§ 本文抜粋
----

したがって、上記Mnは1.0~2.0%含むことがよく、より有利には1.3%以上含むことが好ましい。一方、上記Mnのより好ましい上限は1.8%である。
【0016】
アルミニウム(Sol.Al):0.005~0.04%
アルミニウム(Sol.Al)は、鋼の主要な脱酸剤として0.005%以上含有することができる。ただし、その含量が0.04%を超えると、Al介在物が多量に形成され、その大きさが増大して鋼の低温靭性を低下させる原因となる。また、粗大なAlNが形成されて鋼の表面品質が悪くなる虞があり、母材及び溶接熱影響部においてMA相の生成を促進して低温靭性及び低温疲労特性が劣化する問題がある。
したがって、上記Alは0.005~0.04%含むことがよい。
【0017】
ニオブ(Nb):0.005~0.03%
ニオブ(Nb)は固溶され、又は炭窒化物として析出することにより、圧延または冷却中に再結晶を抑制して組織を微細化する上で有効であり、強度向上に有利な元素である。
上記の効果を十分に得るためには、0.005%以上添加することが好ましいが、その含量が0.03%を超えると、Cとの親和力によりCの集中、例えば、NbCなどの形成によりCが集まる現象が発生し、MA相の形成が促進され、低温での靭性及び破壊特性が低下する虞がある。

----

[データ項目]

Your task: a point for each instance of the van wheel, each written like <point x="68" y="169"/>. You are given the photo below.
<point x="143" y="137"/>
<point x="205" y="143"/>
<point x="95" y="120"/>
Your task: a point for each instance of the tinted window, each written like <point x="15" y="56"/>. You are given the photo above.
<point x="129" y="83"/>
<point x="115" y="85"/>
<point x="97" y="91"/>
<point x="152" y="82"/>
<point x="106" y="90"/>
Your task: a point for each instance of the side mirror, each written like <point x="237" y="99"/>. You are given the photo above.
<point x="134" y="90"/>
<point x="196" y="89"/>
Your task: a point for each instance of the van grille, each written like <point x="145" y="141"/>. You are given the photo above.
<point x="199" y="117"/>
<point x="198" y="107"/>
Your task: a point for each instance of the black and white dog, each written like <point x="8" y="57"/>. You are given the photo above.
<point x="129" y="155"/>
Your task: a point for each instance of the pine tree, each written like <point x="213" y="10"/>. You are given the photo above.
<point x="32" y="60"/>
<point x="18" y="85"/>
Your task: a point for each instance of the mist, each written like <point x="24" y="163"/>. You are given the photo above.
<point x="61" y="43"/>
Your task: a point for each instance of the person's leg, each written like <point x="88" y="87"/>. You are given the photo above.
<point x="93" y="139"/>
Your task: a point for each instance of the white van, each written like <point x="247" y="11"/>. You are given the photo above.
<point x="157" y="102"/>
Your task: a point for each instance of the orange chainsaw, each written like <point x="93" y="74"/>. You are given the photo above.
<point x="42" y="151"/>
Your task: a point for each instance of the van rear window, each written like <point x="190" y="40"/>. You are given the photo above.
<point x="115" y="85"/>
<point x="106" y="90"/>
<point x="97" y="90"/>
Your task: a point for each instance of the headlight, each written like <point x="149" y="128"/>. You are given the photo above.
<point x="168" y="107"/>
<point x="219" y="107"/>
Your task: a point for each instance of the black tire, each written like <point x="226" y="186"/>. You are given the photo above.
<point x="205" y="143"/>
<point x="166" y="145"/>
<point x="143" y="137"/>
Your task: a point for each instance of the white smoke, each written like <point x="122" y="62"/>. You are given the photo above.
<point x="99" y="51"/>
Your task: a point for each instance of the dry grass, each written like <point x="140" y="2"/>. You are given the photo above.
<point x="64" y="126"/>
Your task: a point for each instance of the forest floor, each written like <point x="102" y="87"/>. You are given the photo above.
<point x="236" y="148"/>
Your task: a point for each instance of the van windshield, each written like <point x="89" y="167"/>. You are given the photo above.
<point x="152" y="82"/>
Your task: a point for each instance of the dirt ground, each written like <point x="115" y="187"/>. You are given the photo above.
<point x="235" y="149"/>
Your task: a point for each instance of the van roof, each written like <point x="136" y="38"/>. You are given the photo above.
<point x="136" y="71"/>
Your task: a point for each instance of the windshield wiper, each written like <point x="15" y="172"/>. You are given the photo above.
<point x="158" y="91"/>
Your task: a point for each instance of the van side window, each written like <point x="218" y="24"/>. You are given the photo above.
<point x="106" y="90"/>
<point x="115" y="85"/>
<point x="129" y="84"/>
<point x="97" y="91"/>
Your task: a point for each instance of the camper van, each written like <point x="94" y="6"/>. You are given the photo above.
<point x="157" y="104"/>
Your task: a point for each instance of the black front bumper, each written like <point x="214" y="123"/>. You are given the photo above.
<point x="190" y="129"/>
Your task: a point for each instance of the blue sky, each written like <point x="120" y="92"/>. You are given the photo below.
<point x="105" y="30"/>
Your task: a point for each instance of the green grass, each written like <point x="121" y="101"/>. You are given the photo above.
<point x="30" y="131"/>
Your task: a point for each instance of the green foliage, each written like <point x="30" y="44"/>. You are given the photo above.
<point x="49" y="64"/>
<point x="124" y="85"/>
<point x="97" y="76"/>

----

§ 作業内容
- a) 本文抜粋のうち、「したがって、上記Mnは1.0」を含む語句で始まり「強度向上に有利な元素である。」で終わる部分を、「脱酸剤」を「精錬剤」に書き換えて示してください。
- b) 本文抜粋に出てくる百分率の数値を、重複を除いてすべて挙げる。

§ 各問の解答
- a)
したがって、上記Mnは1.0~2.0%含むことがよく、より有利には1.3%以上含むことが好ましい。一方、上記Mnのより好ましい上限は1.8%である。
【0016】
アルミニウム(Sol.Al):0.005~0.04%
アルミニウム(Sol.Al)は、鋼の主要な精錬剤として0.005%以上含有することができる。ただし、その含量が0.04%を超えると、Al介在物が多量に形成され、その大きさが増大して鋼の低温靭性を低下させる原因となる。また、粗大なAlNが形成されて鋼の表面品質が悪くなる虞があり、母材及び溶接熱影響部においてMA相の生成を促進して低温靭性及び低温疲労特性が劣化する問題がある。
したがって、上記Alは0.005~0.04%含むことがよい。
【0017】
ニオブ(Nb):0.005~0.03%
ニオブ(Nb)は固溶され、又は炭窒化物として析出することにより、圧延または冷却中に再結晶を抑制して組織を微細化する上で有効であり、強度向上に有利な元素である。

- b) 1.0%、2.0%、1.3%、1.8%、0.005%、0.04%、0.03%